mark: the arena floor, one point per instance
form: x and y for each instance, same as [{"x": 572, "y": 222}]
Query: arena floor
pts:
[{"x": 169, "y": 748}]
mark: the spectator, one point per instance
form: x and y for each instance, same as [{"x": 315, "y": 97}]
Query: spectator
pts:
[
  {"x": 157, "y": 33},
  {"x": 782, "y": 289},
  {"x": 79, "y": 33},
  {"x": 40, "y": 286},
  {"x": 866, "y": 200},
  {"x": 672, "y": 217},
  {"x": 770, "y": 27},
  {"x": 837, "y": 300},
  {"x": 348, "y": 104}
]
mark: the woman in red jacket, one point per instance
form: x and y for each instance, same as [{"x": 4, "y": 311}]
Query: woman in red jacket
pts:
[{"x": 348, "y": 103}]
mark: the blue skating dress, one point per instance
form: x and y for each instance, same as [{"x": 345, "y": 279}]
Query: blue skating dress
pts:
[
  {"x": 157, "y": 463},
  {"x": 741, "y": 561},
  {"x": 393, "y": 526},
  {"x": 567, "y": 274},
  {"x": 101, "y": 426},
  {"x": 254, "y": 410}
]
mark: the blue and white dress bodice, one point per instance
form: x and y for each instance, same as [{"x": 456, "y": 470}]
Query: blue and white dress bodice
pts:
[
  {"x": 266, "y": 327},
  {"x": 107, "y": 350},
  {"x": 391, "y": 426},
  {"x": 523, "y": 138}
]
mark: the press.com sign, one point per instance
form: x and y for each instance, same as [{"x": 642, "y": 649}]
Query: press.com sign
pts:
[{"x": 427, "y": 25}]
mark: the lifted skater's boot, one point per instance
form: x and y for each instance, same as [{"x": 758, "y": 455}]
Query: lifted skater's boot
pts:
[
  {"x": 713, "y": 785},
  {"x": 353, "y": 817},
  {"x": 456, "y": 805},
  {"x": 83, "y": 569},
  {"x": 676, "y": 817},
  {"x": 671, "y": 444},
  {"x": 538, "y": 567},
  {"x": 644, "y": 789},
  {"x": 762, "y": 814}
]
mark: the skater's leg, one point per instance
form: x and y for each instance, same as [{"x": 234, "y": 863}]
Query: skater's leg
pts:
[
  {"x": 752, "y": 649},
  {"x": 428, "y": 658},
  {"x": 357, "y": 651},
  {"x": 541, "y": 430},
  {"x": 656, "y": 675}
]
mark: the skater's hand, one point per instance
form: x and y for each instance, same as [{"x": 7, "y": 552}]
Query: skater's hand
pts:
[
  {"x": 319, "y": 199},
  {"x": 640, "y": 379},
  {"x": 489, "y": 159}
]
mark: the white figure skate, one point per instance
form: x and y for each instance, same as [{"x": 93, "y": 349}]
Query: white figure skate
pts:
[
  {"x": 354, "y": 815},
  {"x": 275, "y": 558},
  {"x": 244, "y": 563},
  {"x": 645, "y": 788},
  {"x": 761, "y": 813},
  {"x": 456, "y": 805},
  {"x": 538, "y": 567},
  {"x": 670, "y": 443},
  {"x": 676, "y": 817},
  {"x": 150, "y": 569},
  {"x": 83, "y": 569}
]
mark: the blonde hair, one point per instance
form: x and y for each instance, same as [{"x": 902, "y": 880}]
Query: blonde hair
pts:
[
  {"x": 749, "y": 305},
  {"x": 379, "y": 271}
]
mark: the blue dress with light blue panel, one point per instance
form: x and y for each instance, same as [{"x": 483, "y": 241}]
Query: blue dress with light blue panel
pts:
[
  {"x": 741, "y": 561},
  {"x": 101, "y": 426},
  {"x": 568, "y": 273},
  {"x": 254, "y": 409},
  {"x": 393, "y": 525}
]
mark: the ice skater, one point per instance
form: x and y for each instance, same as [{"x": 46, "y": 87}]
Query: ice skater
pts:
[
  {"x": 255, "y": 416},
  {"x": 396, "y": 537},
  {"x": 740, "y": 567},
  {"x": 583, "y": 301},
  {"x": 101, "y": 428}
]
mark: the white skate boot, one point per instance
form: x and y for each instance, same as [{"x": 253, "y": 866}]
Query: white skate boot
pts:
************
WHAT IS NEEDED
Reproduce the stretch of the entries above from the line containing "mark: the blonde hair, one point per instance" through the end of the entries, requests included, and adjust every coordinate in the answers by -69, leaving the requests and their format samples unchanged.

REPLY
mark: the blonde hair, one point per instance
form: x and y for each instance, same as [{"x": 902, "y": 880}]
Query: blonde hair
pts:
[
  {"x": 680, "y": 236},
  {"x": 310, "y": 202}
]
mark: the blue dress with light blue panel, one point per instance
form: x and y for each instance, same as [{"x": 483, "y": 241}]
Query: blue dress with light blue panel
pts:
[
  {"x": 672, "y": 492},
  {"x": 32, "y": 357},
  {"x": 499, "y": 204},
  {"x": 185, "y": 340},
  {"x": 324, "y": 456}
]
mark: the ice skater, one point per instance
form: x and y for each instance, same as [{"x": 46, "y": 87}]
Query: ice skater
pts:
[
  {"x": 186, "y": 347},
  {"x": 327, "y": 468},
  {"x": 671, "y": 498},
  {"x": 514, "y": 232},
  {"x": 32, "y": 359}
]
mark: the white skate boot, one point per instance
form: x and y for each instance, same as [{"x": 253, "y": 866}]
Query: white skate boot
pts:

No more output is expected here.